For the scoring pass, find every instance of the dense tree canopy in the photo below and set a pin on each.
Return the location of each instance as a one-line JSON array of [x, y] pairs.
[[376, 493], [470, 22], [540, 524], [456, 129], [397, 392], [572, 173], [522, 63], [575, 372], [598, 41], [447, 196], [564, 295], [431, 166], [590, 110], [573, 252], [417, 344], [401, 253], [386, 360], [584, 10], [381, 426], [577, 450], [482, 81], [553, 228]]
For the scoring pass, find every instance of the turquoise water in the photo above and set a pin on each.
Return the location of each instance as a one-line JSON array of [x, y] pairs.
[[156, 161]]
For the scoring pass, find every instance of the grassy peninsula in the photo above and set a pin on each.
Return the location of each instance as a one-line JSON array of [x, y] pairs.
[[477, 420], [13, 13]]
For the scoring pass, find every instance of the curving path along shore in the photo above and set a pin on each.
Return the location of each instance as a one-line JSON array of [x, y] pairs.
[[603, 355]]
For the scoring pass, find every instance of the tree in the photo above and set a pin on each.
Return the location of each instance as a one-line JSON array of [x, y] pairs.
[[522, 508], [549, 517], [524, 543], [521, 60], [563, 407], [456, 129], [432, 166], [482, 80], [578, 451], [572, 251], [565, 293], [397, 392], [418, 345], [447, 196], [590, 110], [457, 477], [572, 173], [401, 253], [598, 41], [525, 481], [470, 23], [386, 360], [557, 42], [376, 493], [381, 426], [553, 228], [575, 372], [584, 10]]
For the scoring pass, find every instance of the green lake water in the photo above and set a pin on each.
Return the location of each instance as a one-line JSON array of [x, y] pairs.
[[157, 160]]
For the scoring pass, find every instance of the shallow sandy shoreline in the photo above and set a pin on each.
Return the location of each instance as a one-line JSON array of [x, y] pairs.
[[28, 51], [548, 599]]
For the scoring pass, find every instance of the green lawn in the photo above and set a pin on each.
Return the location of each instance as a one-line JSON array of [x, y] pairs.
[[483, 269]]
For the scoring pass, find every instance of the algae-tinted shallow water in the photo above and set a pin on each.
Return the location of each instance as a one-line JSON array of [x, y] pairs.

DESCRIPTION OF THE TASK: Rewrite all of the lines above, substituting "review round" for every occurrence of "scoring pass". Keep everything else unchanged.

RESULT FOR THIS TASK:
For the review round, find every instance of the dense tree canopy in the photo below and set a pin on each.
Return the location of each instance as a one-line JSON array of [x, y] pairs.
[[376, 493], [470, 22], [540, 524], [456, 129], [397, 392], [572, 173], [522, 63], [575, 372], [598, 41], [447, 196], [564, 295], [431, 166], [590, 110], [573, 252], [417, 344], [401, 253], [386, 360], [584, 10], [381, 426], [577, 450], [482, 81], [553, 228]]
For the review round, find every instance of the turquoise water in the photo above and set a pin on each.
Return the location of each instance as a one-line JSON array of [x, y] pairs.
[[156, 161]]
For the review round, find every instance of the grassy peninsula in the photo above and set a pin on each.
Return the location of each instance as a one-line JSON array of [x, y] pairs.
[[477, 420], [13, 13]]
For the review round, find every instance of the curving path along shore in the photo above and set a pin on each.
Return the location of each instance as a one-line JSON array of [x, y] pairs.
[[603, 355]]
For the review round, find every instance of the tree in the photo above and set a pin on each.
Return the location of each instance as a one-line JSON array of [x, y] pairs.
[[522, 508], [549, 517], [524, 543], [521, 60], [563, 407], [456, 129], [432, 166], [482, 80], [578, 451], [572, 251], [565, 293], [397, 392], [418, 345], [447, 196], [590, 110], [457, 477], [572, 173], [401, 253], [598, 41], [525, 481], [470, 23], [386, 360], [557, 42], [376, 493], [381, 426], [553, 228], [575, 372], [584, 10]]
For the review round, find every instance of the green lake water in the photo above and set a pin on each.
Return the location of each instance as a one-line JSON array of [x, y] pairs.
[[157, 160]]
For the review round, find every instance of the shallow sandy shoreline in the photo above and set a pin on each.
Return the location of each instance as a one-line JSON array of [x, y] pairs.
[[28, 51], [548, 599]]
For the review round, find every instance of the green lawn in the photo above and set a pin on each.
Return the location of each instance as a one-line JSON array of [x, y] pairs.
[[483, 269]]
For the review round, find every instance of the algae-tinted shallow water in the photo above and set a pin on each.
Return the location of each instance as a one-line JSON array of [x, y] pairs.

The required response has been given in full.